| What you are asked to do |
Print the line that has "handle, one line per instance." in it, then every remaining line of the data, exactly and without anything extra.

| Data for the task |
┄┄┄┄┄┄
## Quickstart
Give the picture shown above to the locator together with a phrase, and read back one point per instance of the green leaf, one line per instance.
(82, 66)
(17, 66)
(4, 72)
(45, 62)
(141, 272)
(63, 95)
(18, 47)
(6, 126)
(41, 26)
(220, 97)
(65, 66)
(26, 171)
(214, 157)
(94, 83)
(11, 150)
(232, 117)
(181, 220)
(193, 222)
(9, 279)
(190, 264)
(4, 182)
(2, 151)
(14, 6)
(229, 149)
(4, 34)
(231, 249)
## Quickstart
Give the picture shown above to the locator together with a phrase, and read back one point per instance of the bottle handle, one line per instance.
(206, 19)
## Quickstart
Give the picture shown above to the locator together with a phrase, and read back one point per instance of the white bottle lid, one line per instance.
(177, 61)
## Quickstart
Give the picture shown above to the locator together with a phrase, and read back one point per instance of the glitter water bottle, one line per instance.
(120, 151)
┄┄┄┄┄┄
| Your response |
Give the picture shown above to the locator together with a phrase, and read back one point per instance of the bottle handle, one line per instance.
(206, 19)
## Quickstart
Give the picture shown above to the locator together with a phrase, and read back one point per instance of the white bottle lid, one line per instance.
(177, 61)
## Quickstart
Give the picture shown above to the locator together with a phrase, and read back one point per instance of the glitter water bottle, one line per instance.
(120, 151)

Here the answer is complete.